Stated problem :: List each line in the records below that contains the word "dental".

Records from a data collection
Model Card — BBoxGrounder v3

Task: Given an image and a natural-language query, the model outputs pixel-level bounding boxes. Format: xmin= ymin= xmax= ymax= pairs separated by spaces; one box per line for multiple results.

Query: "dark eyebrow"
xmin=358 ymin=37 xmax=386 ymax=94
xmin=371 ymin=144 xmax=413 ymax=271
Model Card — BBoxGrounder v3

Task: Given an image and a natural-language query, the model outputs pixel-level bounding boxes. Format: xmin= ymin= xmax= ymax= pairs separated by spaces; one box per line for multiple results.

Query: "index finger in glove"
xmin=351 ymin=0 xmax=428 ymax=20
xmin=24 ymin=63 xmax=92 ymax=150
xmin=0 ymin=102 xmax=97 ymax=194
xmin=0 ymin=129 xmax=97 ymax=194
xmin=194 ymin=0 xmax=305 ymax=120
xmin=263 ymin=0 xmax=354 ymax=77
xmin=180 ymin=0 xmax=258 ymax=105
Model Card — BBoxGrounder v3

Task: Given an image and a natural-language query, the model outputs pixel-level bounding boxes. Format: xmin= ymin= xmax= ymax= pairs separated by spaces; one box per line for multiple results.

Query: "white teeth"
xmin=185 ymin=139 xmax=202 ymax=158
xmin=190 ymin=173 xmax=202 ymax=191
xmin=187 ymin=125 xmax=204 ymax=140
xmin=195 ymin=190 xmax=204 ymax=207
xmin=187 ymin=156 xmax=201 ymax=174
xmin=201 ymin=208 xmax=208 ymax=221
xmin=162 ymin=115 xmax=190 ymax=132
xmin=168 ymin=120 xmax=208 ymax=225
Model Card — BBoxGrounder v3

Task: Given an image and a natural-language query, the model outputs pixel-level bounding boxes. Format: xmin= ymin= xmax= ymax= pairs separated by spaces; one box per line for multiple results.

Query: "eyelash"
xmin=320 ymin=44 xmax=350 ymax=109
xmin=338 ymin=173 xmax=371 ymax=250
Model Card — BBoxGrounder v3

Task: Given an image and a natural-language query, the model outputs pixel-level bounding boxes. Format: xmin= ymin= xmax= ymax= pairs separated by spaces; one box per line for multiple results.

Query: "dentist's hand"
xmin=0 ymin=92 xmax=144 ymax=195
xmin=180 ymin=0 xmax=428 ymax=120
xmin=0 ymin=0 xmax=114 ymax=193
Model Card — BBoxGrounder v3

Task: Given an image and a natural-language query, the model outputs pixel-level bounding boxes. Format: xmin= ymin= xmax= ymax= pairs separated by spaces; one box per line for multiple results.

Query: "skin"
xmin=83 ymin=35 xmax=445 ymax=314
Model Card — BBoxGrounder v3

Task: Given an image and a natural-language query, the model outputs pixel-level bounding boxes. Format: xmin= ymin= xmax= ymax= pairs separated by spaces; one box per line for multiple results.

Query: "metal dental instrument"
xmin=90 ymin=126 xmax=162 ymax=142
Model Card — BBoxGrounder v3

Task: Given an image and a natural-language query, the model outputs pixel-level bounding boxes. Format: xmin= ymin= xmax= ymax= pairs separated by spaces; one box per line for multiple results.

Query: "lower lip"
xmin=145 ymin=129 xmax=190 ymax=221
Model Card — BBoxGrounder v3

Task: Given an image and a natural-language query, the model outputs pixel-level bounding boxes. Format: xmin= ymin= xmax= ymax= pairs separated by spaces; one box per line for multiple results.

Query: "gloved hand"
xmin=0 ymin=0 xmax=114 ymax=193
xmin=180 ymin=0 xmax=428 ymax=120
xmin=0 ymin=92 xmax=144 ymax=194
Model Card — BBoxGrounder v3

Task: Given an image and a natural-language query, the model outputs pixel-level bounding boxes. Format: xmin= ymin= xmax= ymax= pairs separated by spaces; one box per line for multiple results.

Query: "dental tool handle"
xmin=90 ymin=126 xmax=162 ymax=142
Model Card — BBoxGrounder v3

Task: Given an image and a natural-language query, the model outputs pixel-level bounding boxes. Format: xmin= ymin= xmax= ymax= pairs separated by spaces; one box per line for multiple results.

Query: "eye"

Solution to this task ::
Query: "metal dental instrument"
Query: "dental tool handle"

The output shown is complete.